◆ SOURCE TEXT ◆

▼▼▼

Sunday, June 8, 2014

MY PEACE GIVE I UNTO YOU By Ronda Hinrichsen

When I was a child, Christmas Eve was a magical night of lying in bed and rapidly kicking my legs and feet between my sheets because I couldn’t contain my excitement; morning held the promise of long awaited dreams coming true. One particular year, I imagined the large box under the tree, addressed only to me, would be something expensive and wondrous, something like an elaborate dollhouse.
But as sometimes happens on Christmas morning, when I opened the box, instead of a dollhouse, I found a children’s novel buried under wadded newspaper. Although disappointed, I accepted the gift and read the book. It wasn’t until years later that I, with older and somewhat wiser eyes, realized the book was actually the better gift. As a child, had I played with dolls? Not much. Did I read books? Yes. The novel, though not what I’d thought I’d wanted, turned out to be the better gift.
Now, Christmas means so much more to me than temporal gifts. Besides being a time of giving, it’s also a time of gratitude for answered prayers and a time of rejoicing in God’s never-ending love and involvement in our lives. Actually, Christmas is becoming more like Thanksgiving to me, in that I enjoy the traditions that go along with the holiday, but like giving thanks for blessings, the deep and lasting, Eternal impressions that fill my heart and lift my sights closer to heaven are gifts that are always with me. I believe cherishing these spiritual witnesses is the real secret to keeping Christmas in my heart all year long.
However, just as that long ago holiday brought me disappointment, Heavenly Father’s gift of life to us also brings tribulations and heartache. Years ago, my husband and I faced an enemy—a hardship—from which we couldn’t walk away nor eliminate. We dealt with it as best we could, relying on the Lord for help, but we still couldn’t find relief. Eventually, I felt very bitter against “the enemy,” and though I knew I had to forgive, I couldn’t seem to find a way out of that bitterness. Finally, one day as I was folding laundry and feeling overwhelmed by my emotions, I prayed, “Please help me, Heavenly Father. I can’t do this on my own.” Instantly, my burden was gone. Literally. I knew the bitterness and the associated problems were still there somewhere, but I couldn’t feel them, and I knew then as I do now that the Lord had taken my burden for me and carried it as I struggled through the situation. This experience happened to me during the summer, but my joy and amazement felt like Christmas.

▲▲▲

◆ EXERCISE TASKS ◆
**a.** Transcribe the Christmas essay starting at "When I was a" and ending at "an elaborate dollhouse.".
**b.** In the Christmas essay, what three things does the author say Christmas is a time of?
**c.** Write the next part of the Christmas essay, picking up after its final sentence.
None of the records are needed here.

◆ PROVIDED DATA ◆

▼▼▼

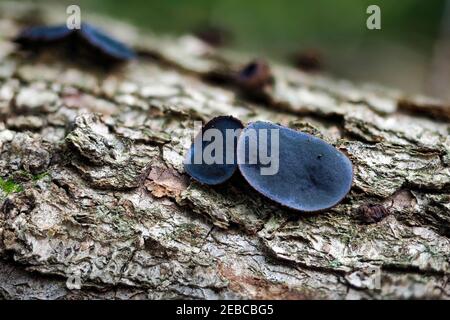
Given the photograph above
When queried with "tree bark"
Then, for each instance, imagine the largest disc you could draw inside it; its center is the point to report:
(96, 204)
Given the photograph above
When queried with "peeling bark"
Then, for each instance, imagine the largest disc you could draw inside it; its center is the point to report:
(95, 202)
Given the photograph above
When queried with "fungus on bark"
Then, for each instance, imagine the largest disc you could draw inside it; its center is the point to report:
(207, 147)
(86, 41)
(312, 174)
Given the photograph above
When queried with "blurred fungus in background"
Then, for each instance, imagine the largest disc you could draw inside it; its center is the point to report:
(410, 52)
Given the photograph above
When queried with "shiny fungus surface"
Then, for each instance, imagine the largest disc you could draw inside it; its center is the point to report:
(218, 143)
(312, 175)
(88, 38)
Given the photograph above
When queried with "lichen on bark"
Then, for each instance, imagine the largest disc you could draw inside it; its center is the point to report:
(95, 202)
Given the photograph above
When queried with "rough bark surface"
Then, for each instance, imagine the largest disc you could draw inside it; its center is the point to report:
(95, 202)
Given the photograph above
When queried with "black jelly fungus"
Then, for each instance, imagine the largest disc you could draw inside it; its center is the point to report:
(87, 37)
(43, 34)
(215, 173)
(105, 43)
(312, 174)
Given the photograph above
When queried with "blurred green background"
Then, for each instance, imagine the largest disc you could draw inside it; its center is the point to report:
(401, 54)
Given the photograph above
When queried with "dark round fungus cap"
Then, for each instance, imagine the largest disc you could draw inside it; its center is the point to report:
(312, 175)
(107, 45)
(88, 39)
(42, 35)
(214, 173)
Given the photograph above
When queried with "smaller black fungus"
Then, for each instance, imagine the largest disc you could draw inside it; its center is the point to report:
(87, 41)
(255, 75)
(308, 60)
(292, 168)
(214, 173)
(109, 47)
(372, 213)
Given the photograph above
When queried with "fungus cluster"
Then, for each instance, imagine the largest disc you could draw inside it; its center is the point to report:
(87, 41)
(309, 174)
(202, 170)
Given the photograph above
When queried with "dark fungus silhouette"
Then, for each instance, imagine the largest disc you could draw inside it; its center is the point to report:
(310, 175)
(88, 40)
(373, 213)
(213, 173)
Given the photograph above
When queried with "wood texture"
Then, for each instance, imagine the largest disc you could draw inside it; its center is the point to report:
(95, 202)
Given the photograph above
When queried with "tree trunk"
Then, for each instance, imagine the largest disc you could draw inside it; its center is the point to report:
(96, 204)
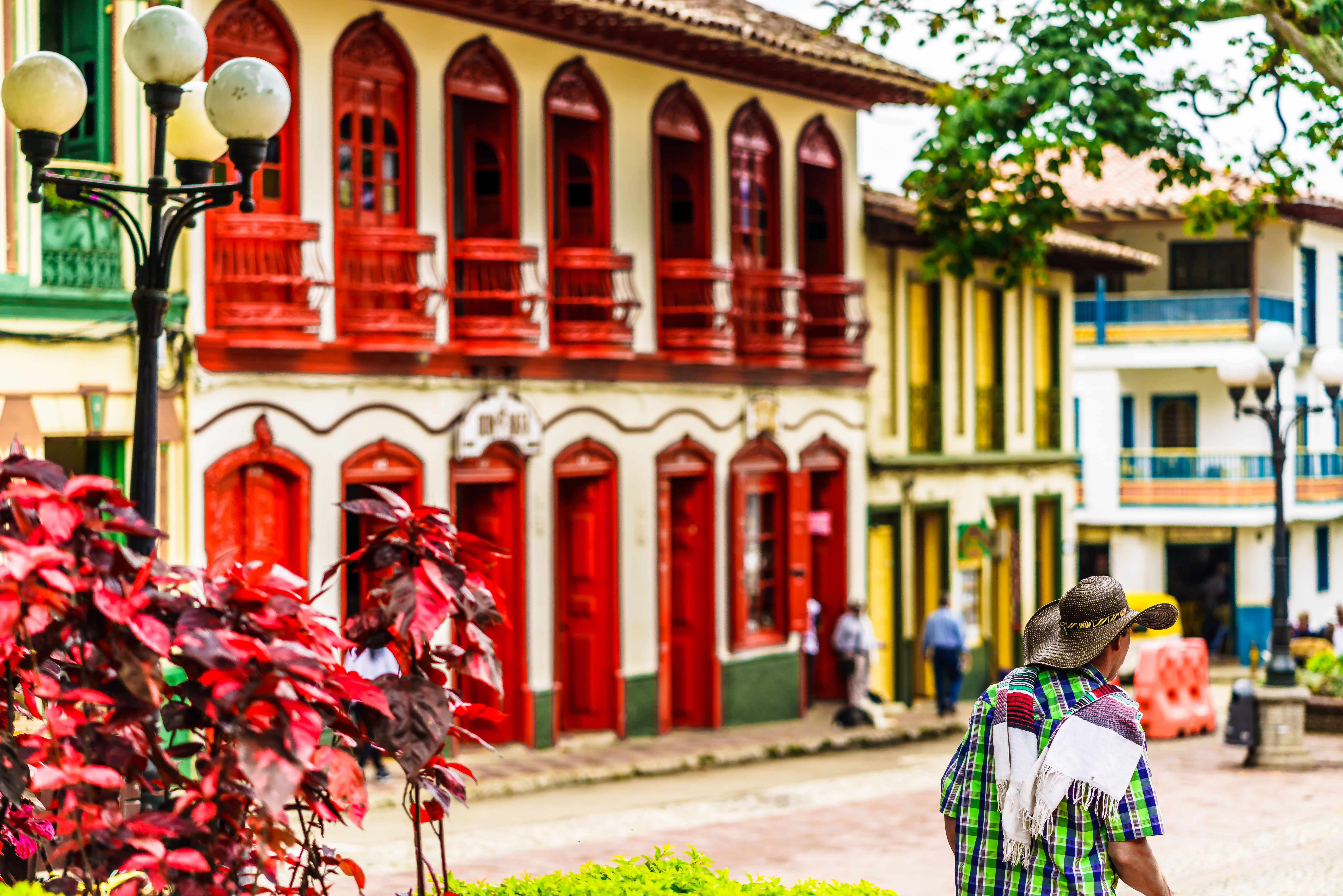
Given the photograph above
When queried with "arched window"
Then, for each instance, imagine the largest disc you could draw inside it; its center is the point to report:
(496, 296)
(832, 302)
(257, 291)
(390, 467)
(759, 551)
(695, 299)
(594, 300)
(379, 296)
(767, 300)
(257, 504)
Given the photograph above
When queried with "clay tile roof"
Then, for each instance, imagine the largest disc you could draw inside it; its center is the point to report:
(730, 40)
(1063, 242)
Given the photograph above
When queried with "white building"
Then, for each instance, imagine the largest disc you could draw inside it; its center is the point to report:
(1177, 492)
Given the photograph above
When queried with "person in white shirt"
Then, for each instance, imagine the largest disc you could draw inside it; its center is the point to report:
(373, 664)
(853, 641)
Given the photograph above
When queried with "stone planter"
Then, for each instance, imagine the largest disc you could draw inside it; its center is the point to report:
(1325, 715)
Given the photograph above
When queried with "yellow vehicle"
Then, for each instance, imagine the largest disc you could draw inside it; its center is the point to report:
(1144, 637)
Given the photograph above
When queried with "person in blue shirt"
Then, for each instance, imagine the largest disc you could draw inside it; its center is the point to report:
(945, 647)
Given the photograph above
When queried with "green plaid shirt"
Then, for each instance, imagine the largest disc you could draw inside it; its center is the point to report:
(1070, 858)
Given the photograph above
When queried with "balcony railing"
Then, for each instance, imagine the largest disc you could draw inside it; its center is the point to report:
(839, 322)
(593, 303)
(990, 420)
(1049, 424)
(382, 293)
(1156, 318)
(497, 300)
(1319, 478)
(926, 418)
(695, 311)
(81, 246)
(262, 280)
(771, 318)
(1188, 478)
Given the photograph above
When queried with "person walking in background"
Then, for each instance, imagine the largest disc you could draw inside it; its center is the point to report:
(373, 664)
(812, 647)
(945, 647)
(853, 640)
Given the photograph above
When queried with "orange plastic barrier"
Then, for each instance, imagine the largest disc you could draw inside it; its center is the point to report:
(1172, 688)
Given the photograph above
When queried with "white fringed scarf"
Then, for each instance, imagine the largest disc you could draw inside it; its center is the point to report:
(1090, 760)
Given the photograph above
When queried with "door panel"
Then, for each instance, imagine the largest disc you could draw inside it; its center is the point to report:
(692, 602)
(495, 512)
(586, 592)
(829, 573)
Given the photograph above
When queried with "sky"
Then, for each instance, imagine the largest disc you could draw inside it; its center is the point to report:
(891, 135)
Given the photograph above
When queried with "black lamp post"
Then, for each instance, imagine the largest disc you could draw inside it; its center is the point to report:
(245, 104)
(1260, 370)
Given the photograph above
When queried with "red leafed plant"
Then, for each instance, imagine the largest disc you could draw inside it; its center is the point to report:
(217, 698)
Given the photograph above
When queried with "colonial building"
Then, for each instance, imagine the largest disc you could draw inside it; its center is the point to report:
(973, 437)
(66, 326)
(592, 276)
(1178, 491)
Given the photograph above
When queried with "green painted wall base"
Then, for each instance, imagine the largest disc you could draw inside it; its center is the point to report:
(544, 721)
(641, 706)
(762, 690)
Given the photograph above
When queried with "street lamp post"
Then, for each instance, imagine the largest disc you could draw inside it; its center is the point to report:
(1262, 370)
(245, 104)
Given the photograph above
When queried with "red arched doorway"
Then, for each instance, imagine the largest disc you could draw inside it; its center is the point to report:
(382, 464)
(257, 504)
(588, 651)
(688, 663)
(489, 502)
(824, 465)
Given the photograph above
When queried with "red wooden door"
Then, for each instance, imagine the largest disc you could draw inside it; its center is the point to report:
(692, 602)
(488, 500)
(585, 569)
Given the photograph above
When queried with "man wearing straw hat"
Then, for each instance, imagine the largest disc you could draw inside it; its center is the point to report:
(1051, 792)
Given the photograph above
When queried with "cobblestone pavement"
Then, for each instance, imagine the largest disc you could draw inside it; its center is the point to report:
(872, 815)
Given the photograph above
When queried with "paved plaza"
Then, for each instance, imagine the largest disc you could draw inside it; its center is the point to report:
(872, 815)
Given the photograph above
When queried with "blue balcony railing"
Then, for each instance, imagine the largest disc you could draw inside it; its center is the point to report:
(1181, 464)
(1185, 310)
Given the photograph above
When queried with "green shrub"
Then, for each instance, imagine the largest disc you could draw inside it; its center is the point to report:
(663, 872)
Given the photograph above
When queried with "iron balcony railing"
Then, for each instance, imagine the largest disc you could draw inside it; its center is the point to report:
(926, 418)
(1322, 465)
(1174, 308)
(1190, 464)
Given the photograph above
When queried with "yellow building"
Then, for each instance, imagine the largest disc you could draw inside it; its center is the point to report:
(974, 469)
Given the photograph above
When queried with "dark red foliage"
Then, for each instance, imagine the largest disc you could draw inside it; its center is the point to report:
(91, 636)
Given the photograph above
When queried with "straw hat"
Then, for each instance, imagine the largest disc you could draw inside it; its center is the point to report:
(1071, 632)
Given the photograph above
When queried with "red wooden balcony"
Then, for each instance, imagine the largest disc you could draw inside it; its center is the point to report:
(695, 311)
(257, 287)
(382, 299)
(593, 303)
(770, 318)
(497, 299)
(837, 323)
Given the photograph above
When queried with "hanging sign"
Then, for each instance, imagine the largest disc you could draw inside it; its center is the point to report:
(499, 418)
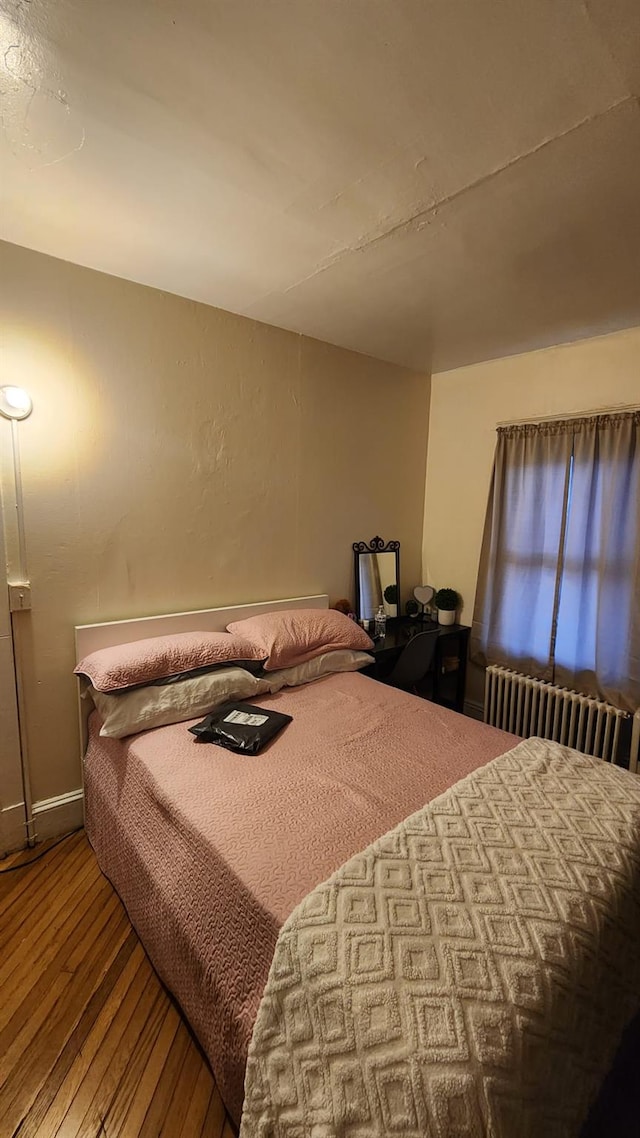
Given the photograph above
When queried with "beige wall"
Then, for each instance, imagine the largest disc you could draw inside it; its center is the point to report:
(466, 406)
(179, 456)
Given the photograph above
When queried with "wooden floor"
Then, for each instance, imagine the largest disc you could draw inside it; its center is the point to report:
(90, 1042)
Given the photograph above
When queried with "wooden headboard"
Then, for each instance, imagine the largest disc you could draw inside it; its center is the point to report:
(91, 637)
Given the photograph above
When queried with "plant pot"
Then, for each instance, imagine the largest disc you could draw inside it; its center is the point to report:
(446, 616)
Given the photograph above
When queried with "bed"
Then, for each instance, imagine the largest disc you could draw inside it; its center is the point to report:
(212, 852)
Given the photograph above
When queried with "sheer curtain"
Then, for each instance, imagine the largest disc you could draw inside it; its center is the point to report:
(559, 578)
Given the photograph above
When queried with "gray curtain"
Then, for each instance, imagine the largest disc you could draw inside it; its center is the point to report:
(558, 591)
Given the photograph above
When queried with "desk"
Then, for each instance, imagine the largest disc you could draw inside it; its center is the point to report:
(450, 658)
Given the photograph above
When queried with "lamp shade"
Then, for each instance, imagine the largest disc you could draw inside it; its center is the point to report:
(15, 403)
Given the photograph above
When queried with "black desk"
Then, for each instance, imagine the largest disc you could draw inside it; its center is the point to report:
(446, 682)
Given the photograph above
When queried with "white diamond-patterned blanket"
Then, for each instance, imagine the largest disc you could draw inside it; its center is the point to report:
(468, 974)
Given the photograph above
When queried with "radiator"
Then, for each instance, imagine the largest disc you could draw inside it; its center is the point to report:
(532, 707)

▲▲▲

◆ EXPECTED OUTPUTS ◆
**a.**
When I was a child, Christmas Eve was a magical night of lying in bed and rapidly kicking my legs and feet between my sheets because I couldn’t contain my excitement; morning held the promise of long awaited dreams coming true. One particular year, I imagined the large box under the tree, addressed only to me, would be something expensive and wondrous, something like an elaborate dollhouse.

**b.**
- Giving
- Gratitude for answered prayers
- Rejoicing in God's never-ending love and involvement in our lives

**c.**
That is why this Christmas I’ve chosen to share with you a few gifts of comfort that only Christ can give during some of this life’s greatest trials. I don’t know whether or not I’ve chosen the right quotes that will lift you in your circumstances, but if I haven’t, please know the answers—the peace—you seek is out there and can be found through the mouths of our prophets and the whisperings of His Spirit to your soul. I know this to be true. Merry Christmas.
“I feel that judgment for sin is not always as cut-and-dried as some of us seem to think. The Lord said, ‘Thou shalt not kill.’ Does that mean that every person who kills will be condemned, no matter the circumstances? I feel the Lord recognized differences in intent and circumstances: Was the person who took his life mentally ill? Was he or she so deeply depressed as to be unbalanced or otherwise emotionally disturbed? Was the suicide a tragic, pitiful call for help that went unheeded too long or progressed faster than the victim intended? Did he or she somehow not understand the seriousness of the act? Was he or she suffering from a chemical imbalance in their system that led to despair and a loss of self-control?
“Obviously, we do not know the full circumstances surrounding every suicide. Only the Lord knows all the details, and he it is who will judge our actions here on earth.” (Russell M. Ballard ) 
And . . .
“we have our ‘second estate,’ which is the mortality we are now experiencing and our sojourn in the spirit world following death (italics added,Pres. Marion G. Romney )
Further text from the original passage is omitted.